Only lines containing the string "black" belong in the answer; copy all of them from the entries.
━━━━━ Data records ━━━━━
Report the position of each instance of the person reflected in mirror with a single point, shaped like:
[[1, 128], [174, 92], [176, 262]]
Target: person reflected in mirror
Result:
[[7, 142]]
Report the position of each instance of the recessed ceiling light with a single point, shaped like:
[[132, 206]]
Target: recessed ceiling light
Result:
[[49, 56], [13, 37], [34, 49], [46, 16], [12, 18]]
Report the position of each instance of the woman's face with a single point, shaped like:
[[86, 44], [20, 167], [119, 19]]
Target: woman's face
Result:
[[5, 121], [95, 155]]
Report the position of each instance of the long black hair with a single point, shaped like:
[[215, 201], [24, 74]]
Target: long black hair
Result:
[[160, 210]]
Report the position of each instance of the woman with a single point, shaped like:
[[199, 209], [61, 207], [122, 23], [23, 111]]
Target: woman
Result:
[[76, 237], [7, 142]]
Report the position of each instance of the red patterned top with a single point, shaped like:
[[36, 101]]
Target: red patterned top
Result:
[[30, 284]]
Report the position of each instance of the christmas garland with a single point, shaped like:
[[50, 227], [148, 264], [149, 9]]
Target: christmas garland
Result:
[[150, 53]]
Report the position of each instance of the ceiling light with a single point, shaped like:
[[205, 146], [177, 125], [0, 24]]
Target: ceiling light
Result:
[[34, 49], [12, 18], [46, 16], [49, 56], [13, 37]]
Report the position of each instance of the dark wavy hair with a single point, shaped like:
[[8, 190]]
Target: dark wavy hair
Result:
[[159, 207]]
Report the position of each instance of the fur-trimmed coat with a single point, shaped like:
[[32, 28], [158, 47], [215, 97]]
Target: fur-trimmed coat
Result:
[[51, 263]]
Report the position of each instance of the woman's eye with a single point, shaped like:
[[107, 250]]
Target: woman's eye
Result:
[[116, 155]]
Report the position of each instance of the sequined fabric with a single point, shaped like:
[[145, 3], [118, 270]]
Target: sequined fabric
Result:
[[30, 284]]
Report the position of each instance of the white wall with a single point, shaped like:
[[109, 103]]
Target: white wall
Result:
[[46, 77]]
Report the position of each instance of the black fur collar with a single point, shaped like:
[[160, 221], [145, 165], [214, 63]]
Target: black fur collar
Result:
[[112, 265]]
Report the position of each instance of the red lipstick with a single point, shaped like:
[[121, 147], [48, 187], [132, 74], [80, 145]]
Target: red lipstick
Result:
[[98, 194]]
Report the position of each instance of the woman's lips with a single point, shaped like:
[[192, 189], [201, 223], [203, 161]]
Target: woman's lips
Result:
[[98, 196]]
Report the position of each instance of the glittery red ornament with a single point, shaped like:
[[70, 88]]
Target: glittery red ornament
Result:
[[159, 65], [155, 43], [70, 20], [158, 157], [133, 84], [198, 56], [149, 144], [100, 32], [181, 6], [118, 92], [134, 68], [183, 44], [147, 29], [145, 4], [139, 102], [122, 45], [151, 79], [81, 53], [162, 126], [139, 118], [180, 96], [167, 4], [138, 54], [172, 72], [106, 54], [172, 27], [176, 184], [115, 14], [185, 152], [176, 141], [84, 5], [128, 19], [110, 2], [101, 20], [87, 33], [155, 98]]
━━━━━
__Result of the exercise__
Report the position of each instance of the long black hair with a single point, shaped like:
Target: long black hair
Report the position of each instance of the black fur collar with a single point, shaped like:
Target: black fur collar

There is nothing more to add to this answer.